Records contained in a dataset

┄┄┄┄┄┄┄┄┄┄┄┄┄┄┄┄┄┄┄┄

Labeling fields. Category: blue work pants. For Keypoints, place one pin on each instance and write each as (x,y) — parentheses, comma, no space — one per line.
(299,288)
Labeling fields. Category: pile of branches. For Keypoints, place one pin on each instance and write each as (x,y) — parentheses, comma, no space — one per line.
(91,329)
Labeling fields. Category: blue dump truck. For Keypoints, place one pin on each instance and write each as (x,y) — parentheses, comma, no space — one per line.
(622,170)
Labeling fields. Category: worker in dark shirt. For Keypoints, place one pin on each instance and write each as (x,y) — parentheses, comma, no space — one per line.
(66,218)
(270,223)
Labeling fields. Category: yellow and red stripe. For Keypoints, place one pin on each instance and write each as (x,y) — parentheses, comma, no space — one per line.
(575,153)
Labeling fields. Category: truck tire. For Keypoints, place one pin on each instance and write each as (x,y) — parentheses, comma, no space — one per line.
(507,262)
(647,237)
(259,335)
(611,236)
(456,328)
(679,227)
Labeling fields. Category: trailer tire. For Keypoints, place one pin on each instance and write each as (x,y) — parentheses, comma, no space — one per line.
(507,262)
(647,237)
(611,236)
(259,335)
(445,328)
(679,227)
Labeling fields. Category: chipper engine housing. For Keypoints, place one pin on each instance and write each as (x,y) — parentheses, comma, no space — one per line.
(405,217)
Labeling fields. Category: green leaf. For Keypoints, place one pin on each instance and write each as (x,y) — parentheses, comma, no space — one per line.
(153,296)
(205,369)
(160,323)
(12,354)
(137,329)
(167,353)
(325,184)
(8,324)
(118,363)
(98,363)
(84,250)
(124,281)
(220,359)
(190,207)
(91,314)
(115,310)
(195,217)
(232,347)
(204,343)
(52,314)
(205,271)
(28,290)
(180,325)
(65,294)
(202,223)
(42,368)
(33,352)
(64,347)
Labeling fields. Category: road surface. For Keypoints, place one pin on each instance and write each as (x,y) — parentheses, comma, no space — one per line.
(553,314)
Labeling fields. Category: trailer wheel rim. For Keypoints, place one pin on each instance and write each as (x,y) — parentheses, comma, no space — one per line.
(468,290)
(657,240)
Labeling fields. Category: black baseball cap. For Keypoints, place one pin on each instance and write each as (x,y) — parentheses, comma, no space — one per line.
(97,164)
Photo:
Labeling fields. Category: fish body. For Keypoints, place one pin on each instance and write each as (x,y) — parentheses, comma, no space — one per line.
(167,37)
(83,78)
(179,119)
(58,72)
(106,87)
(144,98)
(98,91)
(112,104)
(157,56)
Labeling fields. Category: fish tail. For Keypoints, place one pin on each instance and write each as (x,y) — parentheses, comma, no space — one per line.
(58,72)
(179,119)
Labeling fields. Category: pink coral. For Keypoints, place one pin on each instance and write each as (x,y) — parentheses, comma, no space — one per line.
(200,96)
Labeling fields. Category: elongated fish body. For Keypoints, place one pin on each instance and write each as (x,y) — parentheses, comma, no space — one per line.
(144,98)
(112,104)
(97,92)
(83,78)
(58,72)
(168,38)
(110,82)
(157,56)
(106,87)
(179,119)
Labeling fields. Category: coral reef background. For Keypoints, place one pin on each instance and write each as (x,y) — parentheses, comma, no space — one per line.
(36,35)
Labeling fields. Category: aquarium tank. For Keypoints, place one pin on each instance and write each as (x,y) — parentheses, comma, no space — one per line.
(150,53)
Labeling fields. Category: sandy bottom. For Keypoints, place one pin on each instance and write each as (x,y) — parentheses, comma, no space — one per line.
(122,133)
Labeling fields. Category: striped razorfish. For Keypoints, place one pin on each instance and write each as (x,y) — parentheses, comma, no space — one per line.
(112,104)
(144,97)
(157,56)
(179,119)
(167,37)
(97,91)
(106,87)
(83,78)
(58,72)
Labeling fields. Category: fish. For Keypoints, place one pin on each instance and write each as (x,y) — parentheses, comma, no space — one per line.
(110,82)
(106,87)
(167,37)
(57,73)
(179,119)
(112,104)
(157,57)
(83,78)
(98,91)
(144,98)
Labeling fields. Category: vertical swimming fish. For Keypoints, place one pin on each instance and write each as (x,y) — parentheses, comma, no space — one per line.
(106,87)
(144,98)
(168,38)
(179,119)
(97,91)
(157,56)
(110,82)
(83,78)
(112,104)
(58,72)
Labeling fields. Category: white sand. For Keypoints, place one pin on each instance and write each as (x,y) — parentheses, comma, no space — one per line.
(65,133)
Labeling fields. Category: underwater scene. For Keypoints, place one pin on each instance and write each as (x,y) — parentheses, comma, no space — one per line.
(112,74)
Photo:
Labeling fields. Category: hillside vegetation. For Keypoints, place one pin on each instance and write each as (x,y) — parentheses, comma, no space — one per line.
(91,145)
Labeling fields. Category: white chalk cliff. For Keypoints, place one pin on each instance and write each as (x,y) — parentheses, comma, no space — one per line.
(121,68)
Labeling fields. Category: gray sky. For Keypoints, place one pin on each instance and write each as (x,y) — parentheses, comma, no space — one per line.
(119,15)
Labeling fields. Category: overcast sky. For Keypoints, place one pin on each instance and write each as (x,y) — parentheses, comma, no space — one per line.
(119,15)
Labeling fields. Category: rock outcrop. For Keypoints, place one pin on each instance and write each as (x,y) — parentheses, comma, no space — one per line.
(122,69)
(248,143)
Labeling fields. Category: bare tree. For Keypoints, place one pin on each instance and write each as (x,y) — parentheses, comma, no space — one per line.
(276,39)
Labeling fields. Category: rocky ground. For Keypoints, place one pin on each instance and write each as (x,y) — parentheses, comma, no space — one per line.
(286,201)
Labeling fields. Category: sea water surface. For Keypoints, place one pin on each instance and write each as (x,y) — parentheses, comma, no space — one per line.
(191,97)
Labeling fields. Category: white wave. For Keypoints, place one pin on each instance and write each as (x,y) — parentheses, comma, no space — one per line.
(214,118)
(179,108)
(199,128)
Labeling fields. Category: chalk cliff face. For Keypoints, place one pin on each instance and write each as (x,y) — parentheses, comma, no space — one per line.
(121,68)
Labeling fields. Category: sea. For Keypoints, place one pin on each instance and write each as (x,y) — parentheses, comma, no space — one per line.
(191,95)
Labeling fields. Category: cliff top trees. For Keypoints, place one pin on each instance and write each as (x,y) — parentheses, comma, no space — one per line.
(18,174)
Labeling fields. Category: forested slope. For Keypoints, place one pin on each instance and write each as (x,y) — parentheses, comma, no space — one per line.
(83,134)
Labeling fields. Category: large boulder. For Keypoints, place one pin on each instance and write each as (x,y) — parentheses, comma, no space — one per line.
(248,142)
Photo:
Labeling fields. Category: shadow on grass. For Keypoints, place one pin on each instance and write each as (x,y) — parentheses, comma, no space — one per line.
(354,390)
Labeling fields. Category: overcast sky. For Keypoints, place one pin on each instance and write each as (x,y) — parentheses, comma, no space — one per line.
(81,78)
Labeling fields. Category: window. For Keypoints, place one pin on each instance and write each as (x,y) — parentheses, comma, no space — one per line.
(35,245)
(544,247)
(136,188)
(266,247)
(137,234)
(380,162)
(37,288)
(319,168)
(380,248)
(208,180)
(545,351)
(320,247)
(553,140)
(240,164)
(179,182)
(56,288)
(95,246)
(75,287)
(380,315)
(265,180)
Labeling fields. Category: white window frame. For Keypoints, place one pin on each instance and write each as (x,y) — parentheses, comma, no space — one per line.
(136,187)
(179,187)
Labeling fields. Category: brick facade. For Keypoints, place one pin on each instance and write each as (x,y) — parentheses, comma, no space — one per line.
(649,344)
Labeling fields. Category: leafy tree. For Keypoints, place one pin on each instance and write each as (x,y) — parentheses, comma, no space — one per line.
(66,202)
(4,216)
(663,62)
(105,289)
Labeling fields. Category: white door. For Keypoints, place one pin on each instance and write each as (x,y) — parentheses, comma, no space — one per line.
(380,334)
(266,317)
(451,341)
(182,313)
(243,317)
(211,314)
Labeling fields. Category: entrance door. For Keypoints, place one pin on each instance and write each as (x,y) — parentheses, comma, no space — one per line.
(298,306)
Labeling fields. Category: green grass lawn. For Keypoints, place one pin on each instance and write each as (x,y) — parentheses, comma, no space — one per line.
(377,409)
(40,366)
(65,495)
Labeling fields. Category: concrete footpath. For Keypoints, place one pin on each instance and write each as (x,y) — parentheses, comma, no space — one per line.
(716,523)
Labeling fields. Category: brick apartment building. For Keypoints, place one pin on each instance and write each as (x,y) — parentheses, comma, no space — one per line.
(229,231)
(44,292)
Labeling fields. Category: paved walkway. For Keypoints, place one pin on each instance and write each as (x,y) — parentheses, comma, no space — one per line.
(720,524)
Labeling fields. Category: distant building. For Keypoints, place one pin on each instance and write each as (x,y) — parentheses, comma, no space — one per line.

┄┄┄┄┄┄┄┄┄┄┄┄┄┄┄┄┄┄┄┄

OBJECTIVE
Everything from the line containing "Labeling fields. Category: white door." through the final line of the listing, inclusive, must be reproduced exactly; leave out the rest.

OUTPUT BELOW
Labeling fields. Category: white door. For Keypoints, place one pin on each instance and write each as (x,y) — parentheses, comma, no space — one per line.
(380,334)
(266,317)
(451,341)
(182,313)
(243,317)
(211,314)
Labeling fields. Category: entrance door. For Keypoints, place one pin on each instance and write each as (x,y) — parentheses, comma, no space — one per line.
(298,306)
Labeling fields. Category: green grass lawn. For Keypoints, place one pin on each instance and write each as (x,y) — parentheses, comma, no space — one per line.
(377,409)
(40,366)
(65,495)
Labeling fields. Category: concrete footpath. For Keypoints, place one pin on each instance and write each as (x,y) — parentheses, comma, no space — one per line.
(716,523)
Labeling fields. Category: brick apartment building. For Keypoints, place one pin on each instance and write each as (x,y) — parentheses, comma, no space — one per line.
(229,231)
(44,292)
Labeling fields. Category: paved walkway. For Keypoints, place one pin on each instance and write each as (x,y) — parentheses, comma, no space — one per line.
(720,524)
Labeling fields. Category: distant building. For Keypoints, place one pin on each instance and write each as (x,y) — parentheses, comma, no space — one per line.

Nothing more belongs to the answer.